AIM =>
Gather every line of the items below that contains the word "flower", and copy each of those lines. Case counts, so match only that exact capitalization.

PROVIDED INFORMATION =>
------------------------------------

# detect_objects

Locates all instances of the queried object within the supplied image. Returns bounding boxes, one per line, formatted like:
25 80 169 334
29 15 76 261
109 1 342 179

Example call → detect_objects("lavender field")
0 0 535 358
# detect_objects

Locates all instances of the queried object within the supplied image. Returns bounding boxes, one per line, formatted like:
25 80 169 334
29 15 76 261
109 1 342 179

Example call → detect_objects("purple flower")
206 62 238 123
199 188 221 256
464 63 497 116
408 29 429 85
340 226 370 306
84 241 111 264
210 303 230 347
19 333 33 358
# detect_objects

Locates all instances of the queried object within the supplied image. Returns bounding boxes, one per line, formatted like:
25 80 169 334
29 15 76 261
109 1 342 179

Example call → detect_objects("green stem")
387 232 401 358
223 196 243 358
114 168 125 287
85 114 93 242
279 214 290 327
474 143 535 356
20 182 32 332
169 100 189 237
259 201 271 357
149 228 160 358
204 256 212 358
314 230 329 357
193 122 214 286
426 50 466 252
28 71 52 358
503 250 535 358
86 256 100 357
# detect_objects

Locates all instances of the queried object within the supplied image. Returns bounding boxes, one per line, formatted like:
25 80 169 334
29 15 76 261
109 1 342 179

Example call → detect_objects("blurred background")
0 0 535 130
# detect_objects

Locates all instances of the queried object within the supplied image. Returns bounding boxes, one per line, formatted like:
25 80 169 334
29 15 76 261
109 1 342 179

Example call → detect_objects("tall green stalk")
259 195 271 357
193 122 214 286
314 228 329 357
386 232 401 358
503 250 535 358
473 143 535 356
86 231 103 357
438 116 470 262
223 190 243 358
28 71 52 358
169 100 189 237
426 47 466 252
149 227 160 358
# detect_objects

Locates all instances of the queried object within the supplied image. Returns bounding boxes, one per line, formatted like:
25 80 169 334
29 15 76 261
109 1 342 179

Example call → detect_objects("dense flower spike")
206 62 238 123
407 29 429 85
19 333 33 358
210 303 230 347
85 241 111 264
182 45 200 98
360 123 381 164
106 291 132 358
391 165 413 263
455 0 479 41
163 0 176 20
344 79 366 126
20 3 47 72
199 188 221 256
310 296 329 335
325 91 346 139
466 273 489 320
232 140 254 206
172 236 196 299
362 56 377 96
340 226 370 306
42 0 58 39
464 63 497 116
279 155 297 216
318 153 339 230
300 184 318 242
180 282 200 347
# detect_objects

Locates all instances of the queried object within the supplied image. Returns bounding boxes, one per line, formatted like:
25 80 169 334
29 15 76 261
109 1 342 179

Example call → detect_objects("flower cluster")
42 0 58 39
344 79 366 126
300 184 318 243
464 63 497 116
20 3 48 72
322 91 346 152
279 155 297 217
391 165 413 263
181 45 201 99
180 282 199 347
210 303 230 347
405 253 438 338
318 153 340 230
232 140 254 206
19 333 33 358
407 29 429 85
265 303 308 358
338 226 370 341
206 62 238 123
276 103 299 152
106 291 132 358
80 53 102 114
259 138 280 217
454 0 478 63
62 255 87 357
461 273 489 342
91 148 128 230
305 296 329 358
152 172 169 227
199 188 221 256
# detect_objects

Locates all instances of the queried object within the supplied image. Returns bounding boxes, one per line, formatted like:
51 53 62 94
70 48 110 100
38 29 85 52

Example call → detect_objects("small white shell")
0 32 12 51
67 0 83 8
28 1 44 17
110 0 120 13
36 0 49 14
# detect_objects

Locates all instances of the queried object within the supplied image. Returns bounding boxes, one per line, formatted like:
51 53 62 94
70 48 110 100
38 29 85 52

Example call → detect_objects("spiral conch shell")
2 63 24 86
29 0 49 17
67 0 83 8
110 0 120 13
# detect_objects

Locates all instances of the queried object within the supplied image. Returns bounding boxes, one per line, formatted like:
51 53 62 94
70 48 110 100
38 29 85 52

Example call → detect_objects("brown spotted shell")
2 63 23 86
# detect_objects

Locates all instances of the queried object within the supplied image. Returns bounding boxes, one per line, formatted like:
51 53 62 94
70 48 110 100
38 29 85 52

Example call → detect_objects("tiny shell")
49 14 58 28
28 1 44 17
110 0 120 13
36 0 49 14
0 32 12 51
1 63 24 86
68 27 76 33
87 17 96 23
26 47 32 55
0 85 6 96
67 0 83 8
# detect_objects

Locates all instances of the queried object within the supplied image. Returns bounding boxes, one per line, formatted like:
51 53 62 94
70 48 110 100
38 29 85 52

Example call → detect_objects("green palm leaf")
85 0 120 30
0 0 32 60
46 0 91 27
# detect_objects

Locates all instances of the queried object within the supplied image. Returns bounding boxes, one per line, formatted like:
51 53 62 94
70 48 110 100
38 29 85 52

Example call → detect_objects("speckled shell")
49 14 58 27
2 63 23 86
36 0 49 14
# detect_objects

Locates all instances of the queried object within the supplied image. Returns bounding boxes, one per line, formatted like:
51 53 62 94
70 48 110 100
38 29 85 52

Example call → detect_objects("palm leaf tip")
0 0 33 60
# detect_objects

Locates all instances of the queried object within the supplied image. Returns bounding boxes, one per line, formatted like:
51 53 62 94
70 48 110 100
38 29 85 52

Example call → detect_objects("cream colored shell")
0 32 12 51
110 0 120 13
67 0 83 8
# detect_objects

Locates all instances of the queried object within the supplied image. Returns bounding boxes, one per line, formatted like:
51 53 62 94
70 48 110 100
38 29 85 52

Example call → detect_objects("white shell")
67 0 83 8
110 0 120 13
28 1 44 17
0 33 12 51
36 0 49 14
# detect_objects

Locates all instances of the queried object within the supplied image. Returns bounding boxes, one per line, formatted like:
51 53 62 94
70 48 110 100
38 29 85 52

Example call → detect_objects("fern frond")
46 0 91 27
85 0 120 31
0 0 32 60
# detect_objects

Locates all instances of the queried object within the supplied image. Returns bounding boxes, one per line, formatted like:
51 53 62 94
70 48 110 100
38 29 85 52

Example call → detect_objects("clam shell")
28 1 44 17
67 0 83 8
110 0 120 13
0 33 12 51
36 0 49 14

------------------------------------

SOLUTION =>
Example call → detect_objects("purple flower")
Example call → detect_objects("dense flower spike")
Example call → detect_objects("flower cluster")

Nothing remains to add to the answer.